Task prompt: Reproduce word for word the passage of the Florian Neuhaus biography below that opens with "On 19 November" and closes with "Marco Rose's squad.".

Excerpt:
◆ ◆ ◆

Florian Christian Neuhaus (; born 16 March 1997) is a German footballer who plays as a midfielder for Bundesliga club Borussia Mönchengladbach and the Germany national team.

Club career

Early career
Neuhaus was born 40 miles outside of Munich and started his youth career with local club 1860 Munich. In the semi-finals of the German youth league in 2016, Neuhaus scored the winner against Borussia Dortmund in a 2–1 victory, doing so from the halfway line in the 89th minute. The strike was named Goal of the Month by German broadcaster Sportschau.

Borussia Mönchengladbach
After impressing in the 2. Bundesliga in his debut professional season with 1860 Munich, he moved to Borussia Mönchengladbach in summer 2017 on a long-term contract.  He was immediately loaned to Fortuna Düsseldorf for the 2017–18 season, where his six goals and three assists in 27 second-tier matches helped Fortuna clinch the league title and promotion to the top flight.

On 19 November 2019, Mönchengladbach announced that Neuhaus had penned a contract extension with the club lasting until 2024. At the time of signing, Neuhaus had made 50 appearances for 'Die Fohlen' and had contributed five goals and 10 assists in all competitions. He has gone on to play in all but two of Gladbach's Bundesliga outings during the 2018–19 season, and has only missed four league outings during the 2019–20 season, becoming a key part of Marco Rose's squad.

◆ ◆ ◆

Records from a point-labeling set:
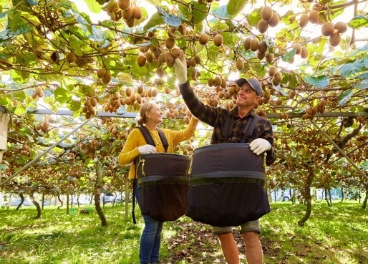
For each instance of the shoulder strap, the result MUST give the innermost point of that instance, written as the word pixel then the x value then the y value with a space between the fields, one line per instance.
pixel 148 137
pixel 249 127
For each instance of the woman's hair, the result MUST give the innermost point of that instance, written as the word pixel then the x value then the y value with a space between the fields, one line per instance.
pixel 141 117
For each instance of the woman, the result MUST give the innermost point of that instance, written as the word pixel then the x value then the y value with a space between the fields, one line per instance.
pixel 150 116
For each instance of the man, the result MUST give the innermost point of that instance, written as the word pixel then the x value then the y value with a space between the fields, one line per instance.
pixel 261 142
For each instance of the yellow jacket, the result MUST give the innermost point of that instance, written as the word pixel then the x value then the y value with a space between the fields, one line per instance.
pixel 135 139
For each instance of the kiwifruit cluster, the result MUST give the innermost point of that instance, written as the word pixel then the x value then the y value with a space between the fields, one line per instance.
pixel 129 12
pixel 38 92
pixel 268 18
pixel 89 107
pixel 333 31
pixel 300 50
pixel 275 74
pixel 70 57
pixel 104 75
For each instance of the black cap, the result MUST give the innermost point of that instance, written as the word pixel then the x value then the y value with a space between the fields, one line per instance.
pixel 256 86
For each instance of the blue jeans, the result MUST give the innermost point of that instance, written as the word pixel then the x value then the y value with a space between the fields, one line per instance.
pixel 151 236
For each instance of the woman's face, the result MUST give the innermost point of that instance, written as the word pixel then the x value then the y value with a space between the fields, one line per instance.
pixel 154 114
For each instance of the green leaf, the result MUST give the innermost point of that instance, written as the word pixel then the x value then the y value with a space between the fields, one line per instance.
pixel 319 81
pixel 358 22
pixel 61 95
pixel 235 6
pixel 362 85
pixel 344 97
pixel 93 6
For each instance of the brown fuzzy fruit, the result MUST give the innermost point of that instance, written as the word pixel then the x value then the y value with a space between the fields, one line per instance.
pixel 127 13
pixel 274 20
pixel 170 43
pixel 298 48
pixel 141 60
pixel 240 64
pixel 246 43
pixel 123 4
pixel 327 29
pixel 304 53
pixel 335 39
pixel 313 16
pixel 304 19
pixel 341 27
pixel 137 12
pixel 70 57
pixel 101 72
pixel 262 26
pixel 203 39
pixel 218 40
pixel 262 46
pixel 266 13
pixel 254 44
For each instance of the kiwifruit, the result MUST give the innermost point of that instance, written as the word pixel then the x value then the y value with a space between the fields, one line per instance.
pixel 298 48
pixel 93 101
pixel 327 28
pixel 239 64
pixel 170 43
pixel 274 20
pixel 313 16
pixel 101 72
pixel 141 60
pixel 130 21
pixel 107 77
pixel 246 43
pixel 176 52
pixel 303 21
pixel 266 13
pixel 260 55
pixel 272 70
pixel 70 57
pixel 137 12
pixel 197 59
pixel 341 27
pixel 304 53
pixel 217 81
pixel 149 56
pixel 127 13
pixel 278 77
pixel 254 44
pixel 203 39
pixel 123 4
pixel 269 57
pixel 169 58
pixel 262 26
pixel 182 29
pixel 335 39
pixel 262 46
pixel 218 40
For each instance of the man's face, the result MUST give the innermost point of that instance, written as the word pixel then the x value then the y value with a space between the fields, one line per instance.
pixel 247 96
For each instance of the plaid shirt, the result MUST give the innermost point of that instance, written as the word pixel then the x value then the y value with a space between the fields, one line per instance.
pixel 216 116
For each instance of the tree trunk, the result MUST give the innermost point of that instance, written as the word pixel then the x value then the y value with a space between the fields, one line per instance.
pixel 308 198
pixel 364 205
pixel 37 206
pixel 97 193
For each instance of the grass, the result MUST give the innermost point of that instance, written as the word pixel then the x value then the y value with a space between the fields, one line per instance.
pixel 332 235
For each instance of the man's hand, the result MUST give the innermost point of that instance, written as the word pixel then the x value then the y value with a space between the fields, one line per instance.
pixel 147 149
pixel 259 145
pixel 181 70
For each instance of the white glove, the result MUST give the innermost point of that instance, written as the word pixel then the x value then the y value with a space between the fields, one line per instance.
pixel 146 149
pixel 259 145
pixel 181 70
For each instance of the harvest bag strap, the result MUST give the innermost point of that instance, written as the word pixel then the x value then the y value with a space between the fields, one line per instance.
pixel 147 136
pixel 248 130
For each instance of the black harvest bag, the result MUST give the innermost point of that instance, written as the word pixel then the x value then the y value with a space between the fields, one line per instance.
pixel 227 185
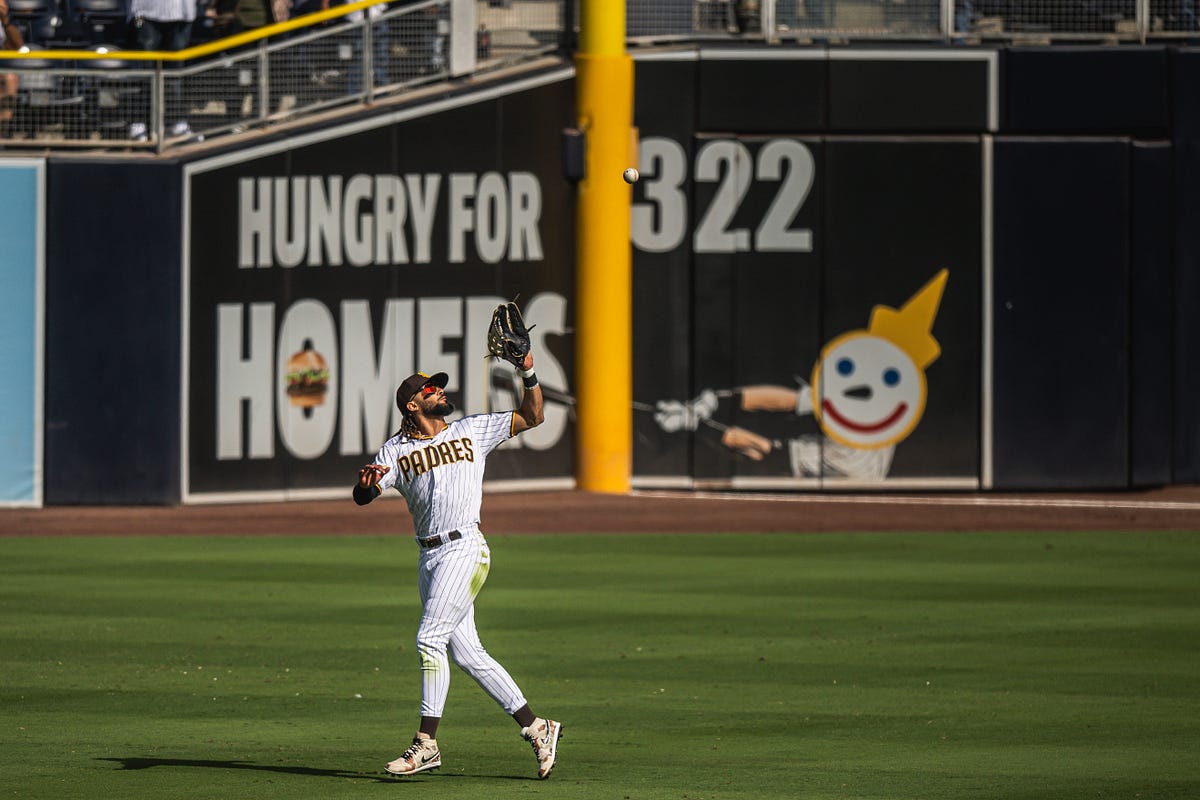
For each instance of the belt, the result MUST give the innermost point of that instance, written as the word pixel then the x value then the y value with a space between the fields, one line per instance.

◆ ◆ ◆

Complete output:
On 19 November 2019, Mönchengladbach announced that Neuhaus had penned a contract extension with the club lasting until 2024. At the time of signing, Neuhaus had made 50 appearances for 'Die Fohlen' and had contributed five goals and 10 assists in all competitions. He has gone on to play in all but two of Gladbach's Bundesliga outings during the 2018–19 season, and has only missed four league outings during the 2019–20 season, becoming a key part of Marco Rose's squad.